Please copy out every line of the records below without changing anything.

§ **The data**

══════════════════════════════

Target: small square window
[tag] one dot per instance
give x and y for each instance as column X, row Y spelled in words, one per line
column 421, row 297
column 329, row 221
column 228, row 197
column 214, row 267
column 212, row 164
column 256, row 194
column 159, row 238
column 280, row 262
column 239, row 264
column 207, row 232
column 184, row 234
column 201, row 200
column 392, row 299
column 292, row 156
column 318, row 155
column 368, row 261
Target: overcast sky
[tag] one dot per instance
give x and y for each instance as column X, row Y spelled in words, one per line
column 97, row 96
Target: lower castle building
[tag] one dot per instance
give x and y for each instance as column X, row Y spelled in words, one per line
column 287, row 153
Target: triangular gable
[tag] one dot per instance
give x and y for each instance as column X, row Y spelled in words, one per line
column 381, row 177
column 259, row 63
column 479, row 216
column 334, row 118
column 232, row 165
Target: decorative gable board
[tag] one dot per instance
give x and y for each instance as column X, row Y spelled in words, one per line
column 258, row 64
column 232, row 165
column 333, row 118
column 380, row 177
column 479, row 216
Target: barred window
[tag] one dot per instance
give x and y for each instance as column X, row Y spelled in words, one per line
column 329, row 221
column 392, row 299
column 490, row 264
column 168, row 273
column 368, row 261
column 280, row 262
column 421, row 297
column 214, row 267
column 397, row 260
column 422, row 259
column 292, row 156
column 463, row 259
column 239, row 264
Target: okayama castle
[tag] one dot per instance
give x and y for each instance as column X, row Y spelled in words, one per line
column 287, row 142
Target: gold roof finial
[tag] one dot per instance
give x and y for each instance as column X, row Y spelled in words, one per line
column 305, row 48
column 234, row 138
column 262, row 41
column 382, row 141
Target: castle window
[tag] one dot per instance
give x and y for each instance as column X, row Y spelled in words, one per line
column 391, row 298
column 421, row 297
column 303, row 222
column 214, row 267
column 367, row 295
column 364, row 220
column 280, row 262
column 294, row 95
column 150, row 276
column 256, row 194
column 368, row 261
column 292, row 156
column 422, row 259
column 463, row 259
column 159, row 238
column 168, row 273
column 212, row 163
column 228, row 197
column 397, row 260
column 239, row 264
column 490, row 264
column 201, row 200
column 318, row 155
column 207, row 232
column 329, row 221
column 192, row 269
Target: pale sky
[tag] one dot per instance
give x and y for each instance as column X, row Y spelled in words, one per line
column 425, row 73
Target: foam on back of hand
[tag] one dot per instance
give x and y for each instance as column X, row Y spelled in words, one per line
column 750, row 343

══════════════════════════════

§ **Answer to this problem**
Target: small square window
[tag] one dot per instance
give x and y for each instance as column X, row Y spelled in words, one per line
column 421, row 297
column 329, row 221
column 228, row 197
column 214, row 267
column 212, row 164
column 256, row 194
column 159, row 238
column 280, row 262
column 239, row 264
column 207, row 232
column 184, row 234
column 201, row 200
column 392, row 299
column 292, row 156
column 318, row 155
column 368, row 261
Target: overcast sky
[tag] one dot per instance
give x and y for each instance as column X, row Y spelled in words, one per line
column 97, row 96
Target: lower castle building
[tag] one dot per instance
give x and y for each instance as column X, row Y spelled in words, one per line
column 287, row 153
Target: triangular gable
[tag] one dot per instance
give x and y for each instance as column X, row Y spelled in words, one per line
column 381, row 177
column 259, row 63
column 479, row 216
column 334, row 118
column 232, row 165
Target: decorative gable board
[tag] one dot per instance
give x and y for each instance as column X, row Y spelled in words, one per line
column 258, row 64
column 232, row 165
column 333, row 118
column 380, row 177
column 479, row 216
Target: barred window
[tag] one dot per instance
give x and y for each instance as column X, row Y spelled in words, one per line
column 329, row 221
column 392, row 299
column 490, row 264
column 168, row 273
column 368, row 261
column 280, row 262
column 421, row 297
column 214, row 267
column 397, row 260
column 422, row 259
column 292, row 156
column 463, row 259
column 239, row 264
Target: okayama castle
[tag] one dot per instance
give x and y for each instance as column X, row Y spelled in words, one per line
column 287, row 142
Target: gold roof finial
[tag] one dot per instance
give x and y for each instance as column X, row Y spelled in words, one per line
column 305, row 48
column 234, row 138
column 262, row 41
column 382, row 141
Target: castle window
[tag] one dot per instance
give x and y for each instance as column X, row Y spelled in words, one per line
column 391, row 298
column 421, row 297
column 303, row 222
column 214, row 267
column 367, row 295
column 364, row 220
column 280, row 262
column 294, row 95
column 150, row 276
column 256, row 194
column 368, row 261
column 292, row 156
column 422, row 259
column 463, row 259
column 159, row 238
column 168, row 273
column 212, row 163
column 228, row 197
column 397, row 260
column 239, row 264
column 490, row 264
column 201, row 200
column 318, row 155
column 207, row 232
column 329, row 221
column 192, row 269
Target: pale sky
[tag] one dot per instance
give x and y for each instance as column X, row Y spelled in words, one per line
column 425, row 73
Target: foam on back of hand
[tag] one dot per instance
give x and y for each instance as column X, row Y spelled in words, one per line
column 750, row 343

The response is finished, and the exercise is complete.